— Exercise task —
Please report every line in the rows below that contains the string "grey", copying each such line in full. Case counts when matching.

● ● ● ●

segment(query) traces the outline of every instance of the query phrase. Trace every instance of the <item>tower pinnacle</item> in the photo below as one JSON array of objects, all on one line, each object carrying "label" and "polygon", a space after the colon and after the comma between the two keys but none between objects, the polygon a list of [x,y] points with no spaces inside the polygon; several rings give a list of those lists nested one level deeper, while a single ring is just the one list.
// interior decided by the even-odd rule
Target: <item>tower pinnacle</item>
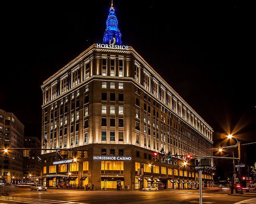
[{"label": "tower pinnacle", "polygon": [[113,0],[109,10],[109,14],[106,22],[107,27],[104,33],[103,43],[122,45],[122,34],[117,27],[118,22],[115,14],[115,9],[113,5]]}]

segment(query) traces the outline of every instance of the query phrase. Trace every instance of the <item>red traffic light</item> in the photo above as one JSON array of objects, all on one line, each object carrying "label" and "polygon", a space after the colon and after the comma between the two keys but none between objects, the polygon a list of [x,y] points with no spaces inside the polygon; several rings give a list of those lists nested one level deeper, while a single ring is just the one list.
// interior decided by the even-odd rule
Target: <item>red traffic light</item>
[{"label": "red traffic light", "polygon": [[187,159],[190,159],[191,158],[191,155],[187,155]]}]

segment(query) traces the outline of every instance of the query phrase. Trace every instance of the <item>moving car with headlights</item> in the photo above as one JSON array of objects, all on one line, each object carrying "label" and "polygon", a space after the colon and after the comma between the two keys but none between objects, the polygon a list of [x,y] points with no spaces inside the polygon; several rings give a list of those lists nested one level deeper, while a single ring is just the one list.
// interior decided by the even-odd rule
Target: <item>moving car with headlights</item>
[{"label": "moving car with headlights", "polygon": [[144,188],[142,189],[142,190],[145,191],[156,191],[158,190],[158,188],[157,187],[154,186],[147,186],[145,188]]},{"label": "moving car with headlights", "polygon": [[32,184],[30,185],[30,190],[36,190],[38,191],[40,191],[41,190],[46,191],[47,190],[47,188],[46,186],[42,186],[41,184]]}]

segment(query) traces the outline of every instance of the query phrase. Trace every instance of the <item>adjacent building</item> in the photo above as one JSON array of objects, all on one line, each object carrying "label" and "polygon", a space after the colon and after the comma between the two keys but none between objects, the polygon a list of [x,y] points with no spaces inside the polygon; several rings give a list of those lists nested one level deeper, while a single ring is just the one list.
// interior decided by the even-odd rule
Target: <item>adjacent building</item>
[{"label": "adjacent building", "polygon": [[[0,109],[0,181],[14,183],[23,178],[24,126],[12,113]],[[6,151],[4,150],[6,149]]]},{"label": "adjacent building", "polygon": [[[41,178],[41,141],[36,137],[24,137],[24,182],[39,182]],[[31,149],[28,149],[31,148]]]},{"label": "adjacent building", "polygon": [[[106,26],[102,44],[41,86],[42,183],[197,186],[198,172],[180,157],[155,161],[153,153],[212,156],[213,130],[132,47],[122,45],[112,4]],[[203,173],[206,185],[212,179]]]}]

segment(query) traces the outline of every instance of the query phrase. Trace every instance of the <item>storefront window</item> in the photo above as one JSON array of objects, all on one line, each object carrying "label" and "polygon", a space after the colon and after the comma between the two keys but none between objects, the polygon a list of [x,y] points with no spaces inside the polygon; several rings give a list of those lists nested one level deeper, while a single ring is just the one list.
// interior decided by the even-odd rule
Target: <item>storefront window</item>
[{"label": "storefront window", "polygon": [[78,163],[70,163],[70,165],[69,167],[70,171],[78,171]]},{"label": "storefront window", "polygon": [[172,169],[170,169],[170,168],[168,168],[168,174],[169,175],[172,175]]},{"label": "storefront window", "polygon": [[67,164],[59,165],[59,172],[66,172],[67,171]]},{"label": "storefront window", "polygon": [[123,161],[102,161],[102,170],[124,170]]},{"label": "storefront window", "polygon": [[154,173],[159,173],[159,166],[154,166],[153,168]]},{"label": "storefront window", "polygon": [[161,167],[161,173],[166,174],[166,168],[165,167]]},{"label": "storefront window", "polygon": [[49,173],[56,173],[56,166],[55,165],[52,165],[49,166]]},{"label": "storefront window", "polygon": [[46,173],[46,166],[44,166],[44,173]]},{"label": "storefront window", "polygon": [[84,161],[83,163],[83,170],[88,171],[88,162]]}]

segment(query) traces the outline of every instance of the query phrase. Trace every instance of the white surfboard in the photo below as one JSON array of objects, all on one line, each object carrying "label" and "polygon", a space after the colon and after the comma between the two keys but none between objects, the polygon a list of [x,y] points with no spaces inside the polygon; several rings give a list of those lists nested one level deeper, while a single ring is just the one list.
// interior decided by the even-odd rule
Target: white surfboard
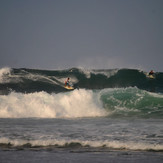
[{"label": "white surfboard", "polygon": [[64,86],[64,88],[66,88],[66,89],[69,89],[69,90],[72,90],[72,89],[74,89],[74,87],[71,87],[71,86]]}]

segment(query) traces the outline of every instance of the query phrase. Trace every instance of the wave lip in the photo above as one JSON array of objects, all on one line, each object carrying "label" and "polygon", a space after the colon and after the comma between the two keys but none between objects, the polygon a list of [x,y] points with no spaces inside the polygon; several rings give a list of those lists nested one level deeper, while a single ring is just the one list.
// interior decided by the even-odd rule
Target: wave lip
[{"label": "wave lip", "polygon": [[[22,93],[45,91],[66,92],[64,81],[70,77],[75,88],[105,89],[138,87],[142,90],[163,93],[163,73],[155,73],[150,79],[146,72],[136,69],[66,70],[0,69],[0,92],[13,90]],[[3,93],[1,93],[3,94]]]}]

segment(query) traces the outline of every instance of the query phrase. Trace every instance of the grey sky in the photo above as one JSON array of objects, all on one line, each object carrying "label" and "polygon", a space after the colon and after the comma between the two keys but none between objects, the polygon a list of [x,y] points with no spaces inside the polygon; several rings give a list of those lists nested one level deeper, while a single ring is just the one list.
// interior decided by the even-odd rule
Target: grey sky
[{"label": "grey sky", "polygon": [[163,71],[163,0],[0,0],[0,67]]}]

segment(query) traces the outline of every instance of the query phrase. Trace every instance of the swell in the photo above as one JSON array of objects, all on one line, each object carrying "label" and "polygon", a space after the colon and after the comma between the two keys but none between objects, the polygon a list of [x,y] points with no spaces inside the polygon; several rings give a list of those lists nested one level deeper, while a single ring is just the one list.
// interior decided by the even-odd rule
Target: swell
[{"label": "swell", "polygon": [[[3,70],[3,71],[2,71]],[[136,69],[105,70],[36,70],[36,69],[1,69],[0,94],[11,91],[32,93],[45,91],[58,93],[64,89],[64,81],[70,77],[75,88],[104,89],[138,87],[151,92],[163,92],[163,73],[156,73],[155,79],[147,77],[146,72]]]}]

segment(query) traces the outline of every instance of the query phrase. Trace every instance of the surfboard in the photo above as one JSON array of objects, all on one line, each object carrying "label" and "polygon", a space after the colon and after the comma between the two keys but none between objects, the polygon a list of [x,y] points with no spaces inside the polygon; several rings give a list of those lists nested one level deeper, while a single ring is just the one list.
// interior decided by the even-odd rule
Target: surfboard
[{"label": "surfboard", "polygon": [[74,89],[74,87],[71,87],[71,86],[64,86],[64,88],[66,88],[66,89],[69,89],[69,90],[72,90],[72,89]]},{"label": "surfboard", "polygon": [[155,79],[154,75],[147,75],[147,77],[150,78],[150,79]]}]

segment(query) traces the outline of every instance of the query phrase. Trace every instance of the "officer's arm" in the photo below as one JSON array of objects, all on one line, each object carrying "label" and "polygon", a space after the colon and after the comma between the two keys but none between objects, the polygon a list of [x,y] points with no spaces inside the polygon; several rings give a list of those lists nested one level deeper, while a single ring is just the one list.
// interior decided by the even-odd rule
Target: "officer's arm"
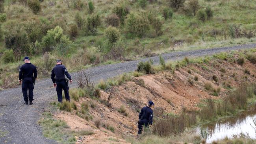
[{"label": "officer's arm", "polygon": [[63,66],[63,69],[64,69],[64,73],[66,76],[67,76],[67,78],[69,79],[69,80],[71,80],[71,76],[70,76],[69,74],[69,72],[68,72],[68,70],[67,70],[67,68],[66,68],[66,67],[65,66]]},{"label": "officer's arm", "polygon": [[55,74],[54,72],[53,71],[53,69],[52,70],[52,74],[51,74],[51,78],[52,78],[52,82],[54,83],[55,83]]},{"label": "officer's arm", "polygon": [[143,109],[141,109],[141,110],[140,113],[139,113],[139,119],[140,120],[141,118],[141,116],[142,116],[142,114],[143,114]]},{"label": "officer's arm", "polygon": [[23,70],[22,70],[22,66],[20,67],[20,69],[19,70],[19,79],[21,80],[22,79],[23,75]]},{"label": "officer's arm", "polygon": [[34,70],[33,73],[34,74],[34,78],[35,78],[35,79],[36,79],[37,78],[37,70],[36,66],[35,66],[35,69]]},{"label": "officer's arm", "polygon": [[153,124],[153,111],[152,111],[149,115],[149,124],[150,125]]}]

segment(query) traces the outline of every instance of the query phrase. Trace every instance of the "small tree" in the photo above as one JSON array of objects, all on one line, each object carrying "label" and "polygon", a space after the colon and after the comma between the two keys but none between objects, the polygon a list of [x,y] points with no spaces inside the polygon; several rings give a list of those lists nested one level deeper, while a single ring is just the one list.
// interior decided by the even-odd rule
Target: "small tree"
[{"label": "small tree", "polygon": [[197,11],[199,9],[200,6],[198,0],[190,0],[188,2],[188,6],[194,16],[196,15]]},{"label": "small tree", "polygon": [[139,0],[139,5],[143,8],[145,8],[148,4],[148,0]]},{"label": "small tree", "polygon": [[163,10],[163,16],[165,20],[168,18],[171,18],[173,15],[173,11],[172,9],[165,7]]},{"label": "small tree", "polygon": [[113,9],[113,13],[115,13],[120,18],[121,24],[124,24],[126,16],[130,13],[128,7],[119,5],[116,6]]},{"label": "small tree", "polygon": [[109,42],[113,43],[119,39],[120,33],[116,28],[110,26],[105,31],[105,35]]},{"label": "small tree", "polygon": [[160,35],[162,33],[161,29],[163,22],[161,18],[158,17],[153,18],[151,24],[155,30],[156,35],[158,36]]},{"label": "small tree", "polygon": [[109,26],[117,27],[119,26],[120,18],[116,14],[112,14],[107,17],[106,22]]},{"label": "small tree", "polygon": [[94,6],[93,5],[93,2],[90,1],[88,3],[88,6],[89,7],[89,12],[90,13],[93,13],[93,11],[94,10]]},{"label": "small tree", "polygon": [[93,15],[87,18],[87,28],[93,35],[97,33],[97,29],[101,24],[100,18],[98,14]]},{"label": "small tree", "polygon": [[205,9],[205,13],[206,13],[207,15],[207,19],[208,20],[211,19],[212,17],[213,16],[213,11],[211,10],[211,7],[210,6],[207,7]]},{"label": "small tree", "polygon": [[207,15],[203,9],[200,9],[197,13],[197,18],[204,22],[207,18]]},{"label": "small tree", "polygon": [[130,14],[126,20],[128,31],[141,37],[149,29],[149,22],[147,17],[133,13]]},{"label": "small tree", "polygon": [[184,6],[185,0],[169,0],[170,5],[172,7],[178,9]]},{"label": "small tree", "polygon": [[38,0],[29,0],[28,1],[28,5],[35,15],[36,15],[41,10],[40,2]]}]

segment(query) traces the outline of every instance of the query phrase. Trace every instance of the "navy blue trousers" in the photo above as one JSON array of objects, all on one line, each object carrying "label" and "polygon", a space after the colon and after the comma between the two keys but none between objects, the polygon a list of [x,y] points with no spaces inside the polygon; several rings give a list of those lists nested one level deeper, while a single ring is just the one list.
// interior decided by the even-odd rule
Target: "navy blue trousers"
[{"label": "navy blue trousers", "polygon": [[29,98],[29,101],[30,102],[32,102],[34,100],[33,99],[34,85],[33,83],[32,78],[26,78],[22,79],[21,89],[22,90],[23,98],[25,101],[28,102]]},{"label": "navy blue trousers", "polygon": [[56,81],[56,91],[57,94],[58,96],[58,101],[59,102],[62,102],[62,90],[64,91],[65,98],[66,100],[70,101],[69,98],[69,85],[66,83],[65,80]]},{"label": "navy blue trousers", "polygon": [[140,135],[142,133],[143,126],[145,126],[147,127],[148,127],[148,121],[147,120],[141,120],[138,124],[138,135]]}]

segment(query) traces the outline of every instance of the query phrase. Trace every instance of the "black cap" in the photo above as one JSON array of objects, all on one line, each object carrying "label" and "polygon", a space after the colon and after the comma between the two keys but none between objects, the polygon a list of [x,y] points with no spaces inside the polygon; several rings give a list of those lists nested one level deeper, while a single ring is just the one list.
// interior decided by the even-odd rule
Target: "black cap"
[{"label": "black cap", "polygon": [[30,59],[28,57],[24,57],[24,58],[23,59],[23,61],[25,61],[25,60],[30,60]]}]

● ● ● ●

— Answer for the task —
segment(query) traces the outline of every instance of the query phrase. Trace every instance of the grey sky in the photo above as one JSON array of objects, all on one line, each object carrying "label" and "polygon", a space after the colon and after the comma between the two keys but none between objects, the polygon a list of [x,y] points with no spaces inside the polygon; several rings give a list of those lists nested one level deeper, while a single ring is just the one list.
Target: grey sky
[{"label": "grey sky", "polygon": [[163,71],[163,0],[0,0],[0,67]]}]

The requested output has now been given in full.